(Beginning of MATERIALS PROVIDED)
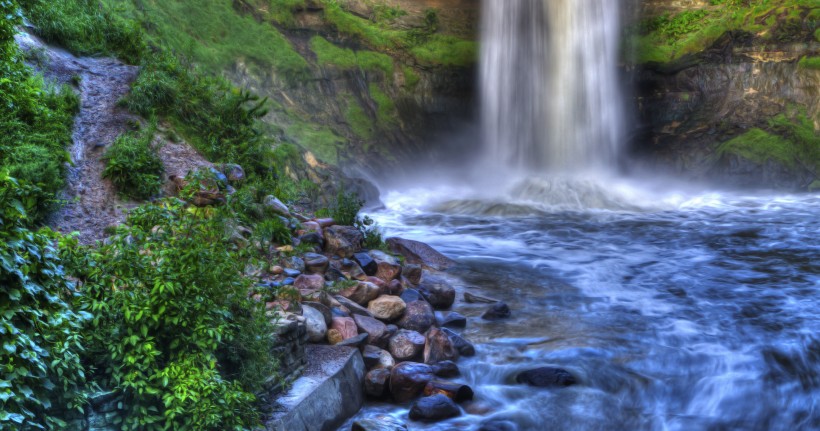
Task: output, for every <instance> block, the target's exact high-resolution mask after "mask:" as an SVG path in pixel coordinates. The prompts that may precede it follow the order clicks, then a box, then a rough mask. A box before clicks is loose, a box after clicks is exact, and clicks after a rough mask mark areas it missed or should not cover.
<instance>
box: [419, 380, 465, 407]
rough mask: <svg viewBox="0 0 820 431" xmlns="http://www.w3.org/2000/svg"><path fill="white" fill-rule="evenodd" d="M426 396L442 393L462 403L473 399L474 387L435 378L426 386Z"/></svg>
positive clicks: (425, 390) (435, 394)
mask: <svg viewBox="0 0 820 431" xmlns="http://www.w3.org/2000/svg"><path fill="white" fill-rule="evenodd" d="M423 393H424V396H425V397H429V396H433V395H436V394H442V395H444V396H446V397H447V398H450V399H451V400H453V401H455V402H457V403H460V402H464V401H470V400H472V399H473V389H472V388H471V387H469V386H467V385H462V384H461V383H452V382H442V381H438V380H433V381H431V382H429V383H427V385H425V386H424V392H423Z"/></svg>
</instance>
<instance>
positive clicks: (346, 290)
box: [339, 281, 381, 306]
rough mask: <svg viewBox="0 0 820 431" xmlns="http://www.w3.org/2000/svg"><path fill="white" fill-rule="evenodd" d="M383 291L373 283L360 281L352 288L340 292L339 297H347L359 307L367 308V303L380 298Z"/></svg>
mask: <svg viewBox="0 0 820 431" xmlns="http://www.w3.org/2000/svg"><path fill="white" fill-rule="evenodd" d="M380 292H381V289H380V288H379V286H376V285H375V284H373V283H368V282H366V281H360V282H358V283H356V285H354V286H351V287H349V288H347V289H345V290H342V291H340V292H339V295H340V296H342V297H345V298H347V299H349V300H351V301H353V302H355V303H357V304H359V305H362V306H366V305H367V303H369V302H370V301H372V300H374V299H376V298H378V297H379V294H380Z"/></svg>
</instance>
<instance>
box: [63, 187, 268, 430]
mask: <svg viewBox="0 0 820 431" xmlns="http://www.w3.org/2000/svg"><path fill="white" fill-rule="evenodd" d="M224 232H225V220H223V214H222V213H221V212H220V211H219V210H214V211H210V212H206V211H189V209H188V208H186V207H185V206H184V205H183V204H182V203H181V202H179V201H177V200H166V201H162V202H160V203H159V204H157V205H150V204H149V205H146V206H143V207H140V208H138V209H137V210H135V211H134V212H133V213H132V214H131V215H130V216H129V219H128V225H127V226H124V227H121V228H120V230H119V232H118V234H117V235H114V236H113V237H111V239H110V243H109V244H108V245H104V246H102V247H101V248H99V249H96V250H94V249H78V248H77V246H76V244H70V243H67V244H66V247H65V248H64V255H65V256H70V258H68V257H67V260H68V261H69V262H70V265H69V267H70V268H71V270H72V271H73V274H74V276H76V277H77V278H78V279H79V280H80V281H81V290H82V292H83V293H84V295H83V296H82V297H81V298H80V301H79V303H80V305H81V307H82V309H83V310H86V311H88V312H91V313H93V314H94V318H93V319H92V320H91V321H90V322H89V323H88V325H87V326H86V327H85V334H86V339H87V340H89V343H88V355H87V356H86V360H87V361H88V362H89V365H90V366H92V367H93V369H94V370H95V372H96V373H95V376H94V377H95V380H96V381H98V382H100V384H101V385H102V386H104V387H106V388H109V389H113V390H115V391H117V392H119V393H121V394H122V395H123V397H124V400H123V405H124V406H125V417H124V419H123V424H122V427H123V428H122V429H124V430H137V429H139V430H162V429H180V430H183V429H196V430H234V429H246V428H250V427H252V426H253V425H255V424H256V423H257V422H258V416H257V414H256V413H255V412H256V409H255V404H254V397H253V395H252V392H253V391H254V390H257V389H259V387H260V386H261V383H262V382H263V381H264V379H263V378H261V377H260V376H263V375H267V376H270V375H272V374H274V372H275V370H276V367H277V364H276V362H275V360H274V359H273V358H272V357H271V348H272V340H271V337H270V335H269V334H270V333H271V327H270V324H269V323H268V322H267V320H266V318H265V316H264V310H262V309H261V307H260V306H259V305H258V304H257V303H255V302H252V301H251V300H249V299H248V292H249V289H250V286H251V282H250V280H248V279H246V278H244V277H243V276H242V269H243V268H242V265H243V264H242V263H241V261H240V260H239V259H238V258H237V256H236V254H235V253H234V252H232V251H231V246H230V244H229V243H228V242H227V240H226V238H224Z"/></svg>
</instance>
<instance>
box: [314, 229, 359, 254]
mask: <svg viewBox="0 0 820 431" xmlns="http://www.w3.org/2000/svg"><path fill="white" fill-rule="evenodd" d="M323 234H324V238H325V252H326V253H329V254H335V255H337V256H339V257H350V256H353V253H355V252H356V250H359V249H360V248H362V241H363V240H364V236H363V235H362V233H361V231H359V229H356V228H355V227H353V226H330V227H328V228H326V229H324V232H323Z"/></svg>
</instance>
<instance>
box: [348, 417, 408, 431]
mask: <svg viewBox="0 0 820 431" xmlns="http://www.w3.org/2000/svg"><path fill="white" fill-rule="evenodd" d="M351 431H407V425H405V424H404V422H402V421H400V420H398V419H396V418H394V417H392V416H388V415H377V416H374V417H372V418H366V419H358V420H356V421H354V422H353V428H351Z"/></svg>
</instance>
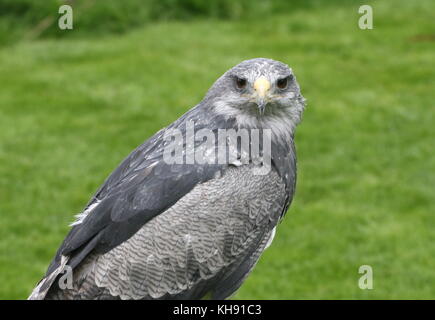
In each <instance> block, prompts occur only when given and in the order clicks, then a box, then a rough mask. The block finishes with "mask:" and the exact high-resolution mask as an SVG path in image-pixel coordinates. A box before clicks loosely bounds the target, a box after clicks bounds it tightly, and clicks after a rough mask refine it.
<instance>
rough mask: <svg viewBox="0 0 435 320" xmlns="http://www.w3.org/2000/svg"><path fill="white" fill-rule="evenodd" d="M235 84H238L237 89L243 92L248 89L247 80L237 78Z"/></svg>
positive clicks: (237, 84) (236, 86)
mask: <svg viewBox="0 0 435 320" xmlns="http://www.w3.org/2000/svg"><path fill="white" fill-rule="evenodd" d="M235 82H236V87H237V89H239V90H242V89H245V88H246V84H247V81H246V79H243V78H239V77H236V80H235Z"/></svg>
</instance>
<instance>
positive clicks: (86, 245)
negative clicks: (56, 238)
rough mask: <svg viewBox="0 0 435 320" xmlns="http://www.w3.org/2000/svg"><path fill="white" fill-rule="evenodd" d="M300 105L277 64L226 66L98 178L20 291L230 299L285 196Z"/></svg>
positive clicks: (294, 185) (110, 295)
mask: <svg viewBox="0 0 435 320" xmlns="http://www.w3.org/2000/svg"><path fill="white" fill-rule="evenodd" d="M304 108H305V99H304V97H303V96H302V94H301V91H300V87H299V84H298V83H297V81H296V77H295V75H294V73H293V71H292V69H291V68H290V67H289V66H287V65H286V64H284V63H282V62H279V61H276V60H272V59H266V58H255V59H250V60H245V61H243V62H241V63H239V64H238V65H236V66H234V67H232V68H231V69H229V70H228V71H227V72H225V73H224V74H223V75H222V76H221V77H220V78H218V79H217V80H216V82H215V83H214V84H213V85H212V86H211V88H210V89H209V90H208V92H207V93H206V95H205V97H204V98H203V100H202V101H201V102H199V103H198V104H197V105H196V106H195V107H193V108H192V109H190V110H189V111H187V112H186V113H185V114H184V115H182V116H181V117H180V118H179V119H177V120H176V121H174V122H173V123H172V124H170V125H169V126H167V127H165V128H163V129H161V130H160V131H158V132H157V133H156V134H154V135H153V136H152V137H150V138H149V139H148V140H146V141H145V142H144V143H143V144H142V145H140V146H139V147H138V148H136V149H135V150H134V151H133V152H132V153H131V154H130V155H129V156H128V157H127V158H126V159H124V160H123V161H122V163H121V164H120V165H119V166H118V167H117V168H116V169H115V170H114V171H113V173H111V174H110V176H109V177H108V178H107V179H106V181H105V182H104V183H103V185H102V186H101V187H100V188H99V189H98V190H97V191H96V193H95V194H94V196H93V197H92V198H91V200H90V201H89V203H88V204H87V205H86V206H85V208H84V210H83V212H82V213H80V214H79V215H78V216H77V220H76V221H75V222H74V223H72V225H71V226H72V227H71V229H70V231H69V233H68V235H67V236H66V237H65V239H64V241H63V243H62V244H61V246H60V248H59V249H58V250H57V253H56V255H55V257H54V258H53V260H52V262H51V264H50V265H49V267H48V269H47V272H46V274H45V275H44V277H43V278H42V280H41V281H40V282H39V283H38V284H37V286H36V288H35V289H34V290H33V292H32V293H31V295H30V297H29V299H31V300H52V299H62V300H63V299H68V300H70V299H71V300H80V299H86V300H103V299H104V300H107V299H122V300H150V299H204V298H211V299H227V298H229V297H231V296H232V295H233V294H234V293H235V292H236V291H237V290H238V289H239V288H240V286H241V285H242V283H243V282H244V280H245V279H246V278H247V276H248V275H249V274H250V273H251V271H252V270H253V268H254V267H255V265H256V263H257V262H258V260H259V258H260V256H261V254H262V253H263V252H264V250H265V249H266V248H267V247H268V246H269V245H270V244H271V242H272V240H273V238H274V236H275V231H276V227H277V225H278V224H279V222H281V221H282V219H283V217H284V215H285V213H286V212H287V210H288V208H289V205H290V203H291V202H292V199H293V195H294V192H295V186H296V152H295V145H294V133H295V128H296V126H297V124H298V123H299V122H300V121H301V117H302V113H303V110H304ZM222 136H223V137H222ZM65 277H66V278H65ZM65 279H66V280H68V281H65ZM62 280H63V282H62Z"/></svg>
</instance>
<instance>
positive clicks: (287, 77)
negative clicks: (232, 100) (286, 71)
mask: <svg viewBox="0 0 435 320" xmlns="http://www.w3.org/2000/svg"><path fill="white" fill-rule="evenodd" d="M289 79H290V77H285V78H282V79H278V81H277V82H276V86H277V87H278V88H280V89H286V88H287V86H288V83H289Z"/></svg>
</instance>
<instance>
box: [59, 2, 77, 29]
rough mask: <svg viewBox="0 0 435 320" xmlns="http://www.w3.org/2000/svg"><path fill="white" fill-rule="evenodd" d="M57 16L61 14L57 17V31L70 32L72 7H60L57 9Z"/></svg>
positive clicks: (72, 14) (72, 25) (72, 11)
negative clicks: (58, 26) (65, 30)
mask: <svg viewBox="0 0 435 320" xmlns="http://www.w3.org/2000/svg"><path fill="white" fill-rule="evenodd" d="M59 14H61V16H60V17H59V20H58V21H57V24H58V26H59V29H60V30H72V29H73V28H74V26H73V10H72V7H71V6H69V5H67V4H64V5H62V6H60V7H59Z"/></svg>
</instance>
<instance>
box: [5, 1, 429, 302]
mask: <svg viewBox="0 0 435 320" xmlns="http://www.w3.org/2000/svg"><path fill="white" fill-rule="evenodd" d="M367 2H368V3H370V4H372V5H373V7H374V15H375V20H374V21H375V22H374V25H375V28H374V29H373V30H371V31H362V30H359V29H358V27H357V21H358V17H359V15H358V6H359V4H360V3H358V4H357V3H356V2H353V4H352V5H347V6H343V7H342V6H320V5H318V6H310V7H307V8H300V10H294V11H285V10H283V11H281V13H280V14H279V15H274V16H269V17H264V18H261V19H255V18H252V19H247V20H240V21H239V20H237V19H236V20H227V21H216V20H202V21H201V20H199V21H198V20H194V21H190V22H182V21H178V22H177V21H172V22H164V21H161V22H159V23H152V24H148V25H146V26H144V27H139V28H137V29H136V30H134V31H131V32H127V33H125V34H123V35H118V34H112V35H108V36H106V37H105V38H102V39H98V38H97V37H94V38H92V37H90V38H87V37H83V38H80V37H78V38H74V39H51V40H50V39H40V40H37V41H22V42H19V43H16V44H15V45H10V46H4V47H3V48H0V83H1V89H0V239H1V240H0V298H3V299H5V298H8V299H22V298H26V297H27V295H28V294H29V293H30V291H31V289H32V288H33V286H34V285H35V284H36V282H37V281H38V280H39V279H40V277H41V276H42V274H43V273H44V272H45V269H46V267H47V265H48V263H49V261H50V259H51V258H52V256H53V255H54V253H55V251H56V249H57V247H58V246H59V244H60V242H61V241H62V239H63V238H64V236H65V234H66V232H67V230H68V223H70V222H71V221H72V220H73V214H75V213H77V212H79V211H81V209H82V208H83V206H84V205H85V203H86V202H87V200H88V199H89V197H90V196H91V194H92V193H93V192H94V191H95V189H96V188H97V187H98V186H99V185H100V184H101V183H102V182H103V180H104V179H105V177H106V176H107V175H108V174H109V173H110V172H111V171H112V170H113V169H114V168H115V167H116V166H117V164H118V163H119V162H120V161H121V160H122V159H123V158H124V157H125V156H126V155H127V154H128V153H129V152H130V151H131V150H132V149H133V148H135V147H136V146H137V145H139V144H140V143H142V142H143V141H144V140H145V139H146V138H148V137H149V136H150V135H152V134H153V133H154V132H156V131H157V130H159V129H160V128H161V127H163V126H165V125H167V124H169V123H170V122H172V121H173V120H175V119H176V118H178V117H179V116H180V115H181V114H183V113H184V112H185V111H186V110H187V109H188V108H190V107H191V106H193V105H194V104H196V103H197V102H198V101H199V100H200V99H201V98H202V96H203V95H204V93H205V92H206V90H207V89H208V87H209V86H210V85H211V84H212V83H213V81H214V80H215V79H216V78H217V77H218V76H220V75H221V74H222V73H223V72H224V71H226V70H227V69H228V68H229V67H231V66H232V65H234V64H236V63H238V62H240V61H241V60H244V59H248V58H252V57H259V56H264V57H270V58H274V59H278V60H282V61H285V62H287V63H288V64H289V65H290V66H292V67H293V69H294V70H295V72H296V75H297V77H298V80H299V82H300V84H301V87H302V90H303V94H304V96H305V97H306V98H307V99H308V108H307V110H306V113H305V116H304V120H303V122H302V124H301V125H300V127H299V128H298V131H297V137H296V140H297V141H296V142H297V149H298V157H299V180H298V188H297V194H296V197H295V201H294V203H293V205H292V207H291V209H290V211H289V212H288V215H287V217H286V219H285V221H284V222H283V223H282V224H281V225H280V227H279V229H278V232H277V236H276V238H275V240H274V243H273V245H272V246H271V247H270V248H269V249H268V250H267V251H266V252H265V253H264V255H263V257H262V259H261V260H260V262H259V264H258V265H257V268H256V269H255V271H254V272H253V274H252V275H251V276H250V277H249V278H248V280H247V281H246V283H245V284H244V285H243V286H242V288H241V290H240V291H239V293H238V294H237V295H236V298H239V299H245V298H246V299H257V298H258V299H292V298H295V299H300V298H303V299H332V298H337V299H380V298H385V299H393V298H398V299H419V298H421V299H434V298H435V273H434V272H433V270H434V268H435V245H434V241H435V228H434V227H433V226H434V225H435V216H434V212H435V200H434V191H435V157H433V154H434V137H435V125H434V124H435V108H434V107H435V106H434V91H433V88H434V84H435V83H434V79H435V77H434V76H435V72H434V69H433V65H434V62H435V59H434V49H435V42H434V41H433V35H434V34H435V28H434V24H433V12H434V9H435V4H434V3H433V1H430V0H421V1H418V2H408V1H404V0H401V1H392V0H388V1H387V0H385V1H364V4H365V3H367ZM363 264H369V265H371V266H372V267H373V269H374V290H366V291H363V290H360V289H359V288H358V285H357V284H358V278H359V276H360V275H359V274H358V267H359V266H360V265H363Z"/></svg>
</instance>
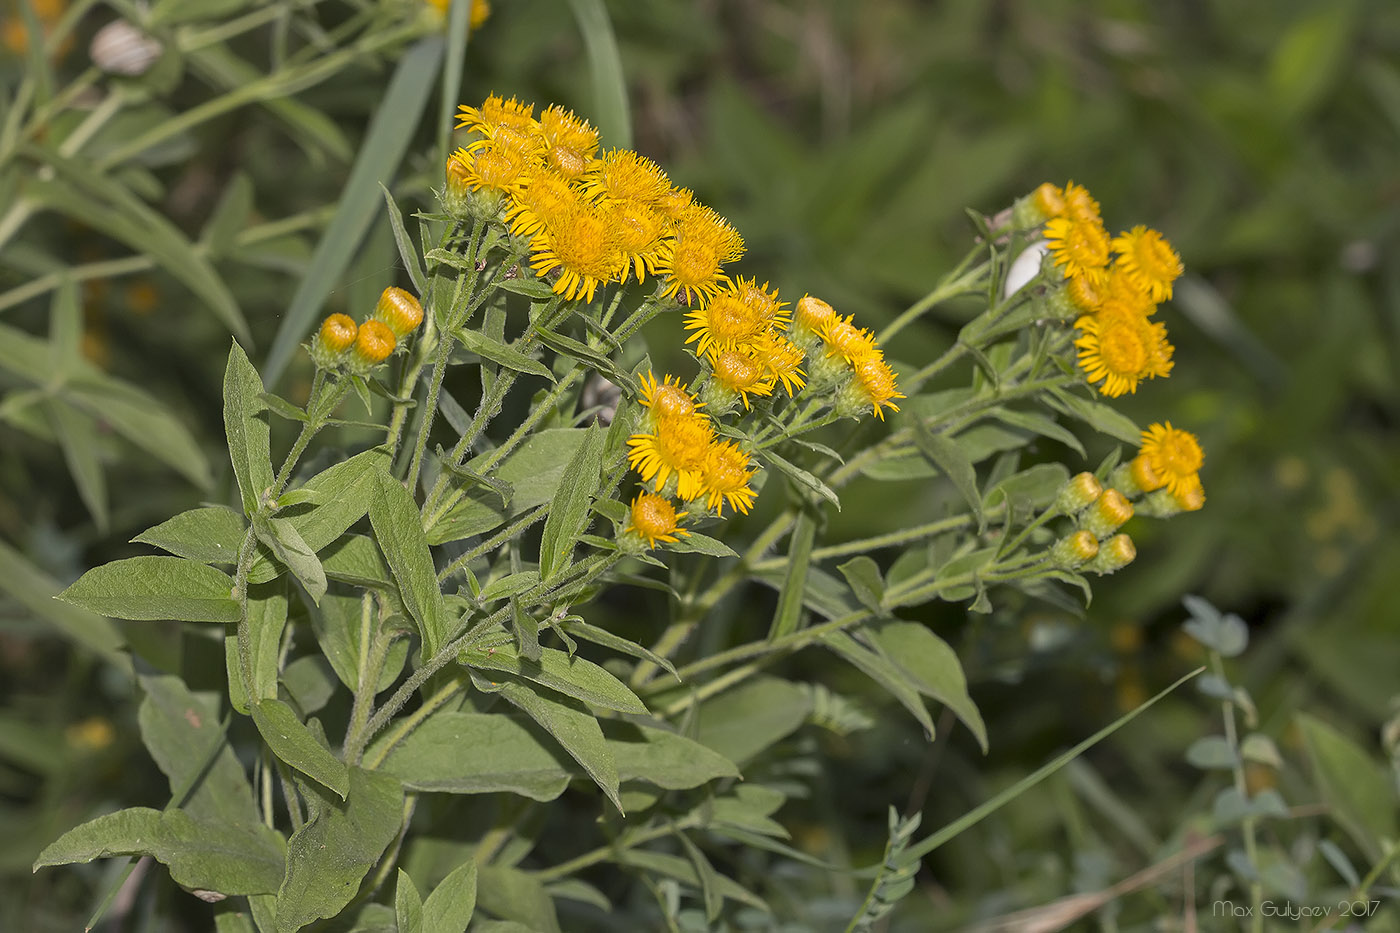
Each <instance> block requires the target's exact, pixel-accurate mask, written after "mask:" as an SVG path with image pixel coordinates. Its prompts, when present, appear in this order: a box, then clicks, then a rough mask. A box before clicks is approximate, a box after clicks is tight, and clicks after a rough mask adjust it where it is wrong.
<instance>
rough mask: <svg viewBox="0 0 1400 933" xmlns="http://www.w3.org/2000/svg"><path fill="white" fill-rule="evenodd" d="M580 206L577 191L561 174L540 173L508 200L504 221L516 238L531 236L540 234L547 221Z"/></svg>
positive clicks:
(End of MATERIALS PROVIDED)
● **TASK ITEM**
Among the records above, extract exactly the lines from the line with "In each <instance>" to the line with "negative clicks: (56, 238)", both lines included, and leave out the rest.

● **EXERCISE RESPONSE**
In each <instance> block, prompts occur only when given and in the order clicks, then a box, then a rough mask. The block finishes with "mask:" and the exact high-resolution mask as an SVG path in image-pixel coordinates. A box before clicks loosely bounds the target, a box after clicks bounds it tightly, and clicks after a rough mask refine it.
<instance>
rough mask: <svg viewBox="0 0 435 320" xmlns="http://www.w3.org/2000/svg"><path fill="white" fill-rule="evenodd" d="M235 84H238L237 89L243 92L248 89L247 80L237 78Z"/></svg>
positive clicks: (237, 84) (236, 86)
mask: <svg viewBox="0 0 435 320" xmlns="http://www.w3.org/2000/svg"><path fill="white" fill-rule="evenodd" d="M235 82H236V87H237V89H239V90H242V89H245V88H246V84H247V81H246V79H243V78H239V77H236V80H235Z"/></svg>
</instance>
<instance>
positive clicks: (86, 245)
negative clicks: (56, 238)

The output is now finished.